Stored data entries
* start *

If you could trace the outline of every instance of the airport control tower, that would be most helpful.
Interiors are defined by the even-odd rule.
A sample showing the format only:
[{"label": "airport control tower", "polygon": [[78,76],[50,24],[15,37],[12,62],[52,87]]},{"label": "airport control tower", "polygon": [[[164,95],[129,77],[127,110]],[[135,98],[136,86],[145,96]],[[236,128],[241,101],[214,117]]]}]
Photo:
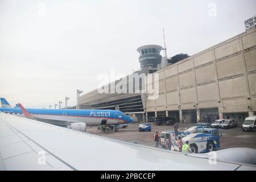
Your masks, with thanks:
[{"label": "airport control tower", "polygon": [[163,48],[158,45],[146,45],[139,47],[137,51],[139,53],[139,61],[141,68],[151,67],[157,69],[158,65],[161,63],[162,56],[160,52]]}]

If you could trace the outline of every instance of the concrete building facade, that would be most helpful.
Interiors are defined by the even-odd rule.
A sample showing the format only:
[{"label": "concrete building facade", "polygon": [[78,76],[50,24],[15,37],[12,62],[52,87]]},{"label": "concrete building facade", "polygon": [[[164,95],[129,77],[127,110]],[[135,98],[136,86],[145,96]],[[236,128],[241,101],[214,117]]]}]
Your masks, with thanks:
[{"label": "concrete building facade", "polygon": [[159,97],[147,95],[146,118],[241,122],[255,115],[255,28],[157,71]]}]

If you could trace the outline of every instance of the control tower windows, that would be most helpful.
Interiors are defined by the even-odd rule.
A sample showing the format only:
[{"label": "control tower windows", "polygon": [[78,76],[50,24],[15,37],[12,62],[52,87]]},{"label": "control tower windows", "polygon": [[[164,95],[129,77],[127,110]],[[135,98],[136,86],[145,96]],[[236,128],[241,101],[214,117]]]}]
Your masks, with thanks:
[{"label": "control tower windows", "polygon": [[148,53],[152,53],[152,48],[149,48],[148,49]]}]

* end *

■ Written task:
Could you give the lines as a numbered list, starting with the one that contains "facade, that would be most helpful." and going on through the end of the records, with blank lines left out?

■ Answer to the problem:
1. If you could trace the outline of every instance of the concrete building facade, that would be most helpful.
2. Interiors are defined by the even-odd rule.
3. A sample showing the format only:
4. [{"label": "concrete building facade", "polygon": [[78,76],[50,24],[15,37],[12,62],[52,87]]},{"label": "concrete building facade", "polygon": [[[164,95],[129,77],[127,110]],[[135,98],[136,86],[145,96]],[[236,128],[241,101],[214,117]]]}]
5. Your masks, with thanks:
6. [{"label": "concrete building facade", "polygon": [[159,97],[147,95],[146,118],[241,122],[255,115],[255,28],[157,71]]}]
7. If you could trace the outline of every instance of the control tower windows, that would be most helpful.
8. Interiors are defined by the even-odd rule.
9. A sample showing the format only:
10. [{"label": "control tower windows", "polygon": [[78,76],[50,24],[15,37],[12,62],[52,87]]},{"label": "control tower windows", "polygon": [[[164,95],[129,77],[127,110]],[[135,98],[136,86],[145,96]],[[236,128],[241,101],[214,117]]]}]
11. Your masks, with thanks:
12. [{"label": "control tower windows", "polygon": [[148,53],[152,53],[152,48],[149,48],[148,49]]}]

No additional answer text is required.